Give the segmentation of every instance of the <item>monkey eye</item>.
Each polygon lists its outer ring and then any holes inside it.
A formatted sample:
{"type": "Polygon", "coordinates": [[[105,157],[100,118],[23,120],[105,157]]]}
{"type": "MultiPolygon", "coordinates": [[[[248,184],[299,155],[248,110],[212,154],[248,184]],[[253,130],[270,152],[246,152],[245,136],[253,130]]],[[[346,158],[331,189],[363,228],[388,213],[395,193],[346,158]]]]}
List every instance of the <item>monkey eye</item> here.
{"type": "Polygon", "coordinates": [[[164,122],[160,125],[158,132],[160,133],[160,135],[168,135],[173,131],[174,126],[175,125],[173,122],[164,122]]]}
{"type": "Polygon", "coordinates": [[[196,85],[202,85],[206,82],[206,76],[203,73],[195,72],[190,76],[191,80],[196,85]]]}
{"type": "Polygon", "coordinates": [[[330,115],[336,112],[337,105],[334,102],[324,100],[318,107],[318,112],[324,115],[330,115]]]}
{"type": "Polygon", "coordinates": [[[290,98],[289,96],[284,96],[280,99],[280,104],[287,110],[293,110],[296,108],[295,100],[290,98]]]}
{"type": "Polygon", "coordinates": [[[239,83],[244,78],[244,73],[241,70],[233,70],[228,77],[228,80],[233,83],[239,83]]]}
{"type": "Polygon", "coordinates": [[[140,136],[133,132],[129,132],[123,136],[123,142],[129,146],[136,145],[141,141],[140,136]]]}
▬▬▬▬▬▬
## Exercise
The whole listing above, restated word for word, is the required answer.

## Answer space
Give the segmentation of every instance of the <item>monkey eye</item>.
Each polygon lists its outer ring and then any holes inside it.
A formatted sample:
{"type": "Polygon", "coordinates": [[[105,157],[100,118],[23,120],[105,157]]]}
{"type": "MultiPolygon", "coordinates": [[[[248,184],[299,155],[248,110],[212,154],[248,184]],[[253,130],[270,152],[246,152],[245,136],[253,130]]],[[[346,158],[331,189],[363,228],[388,213],[395,193],[346,158]]]]}
List every instance of the <item>monkey eye</item> here.
{"type": "Polygon", "coordinates": [[[164,122],[160,125],[158,132],[160,133],[160,135],[168,135],[173,131],[174,126],[175,125],[173,122],[164,122]]]}
{"type": "Polygon", "coordinates": [[[196,85],[202,85],[206,82],[206,76],[203,73],[195,72],[190,76],[191,80],[196,85]]]}
{"type": "Polygon", "coordinates": [[[330,115],[336,112],[337,105],[334,102],[324,100],[318,107],[318,112],[324,115],[330,115]]]}
{"type": "Polygon", "coordinates": [[[290,98],[289,96],[284,96],[280,99],[280,104],[287,110],[293,110],[296,108],[295,100],[290,98]]]}
{"type": "Polygon", "coordinates": [[[239,83],[244,78],[244,73],[241,70],[233,70],[228,77],[228,80],[233,83],[239,83]]]}
{"type": "Polygon", "coordinates": [[[140,136],[133,132],[129,132],[123,136],[123,142],[129,146],[136,145],[141,141],[140,136]]]}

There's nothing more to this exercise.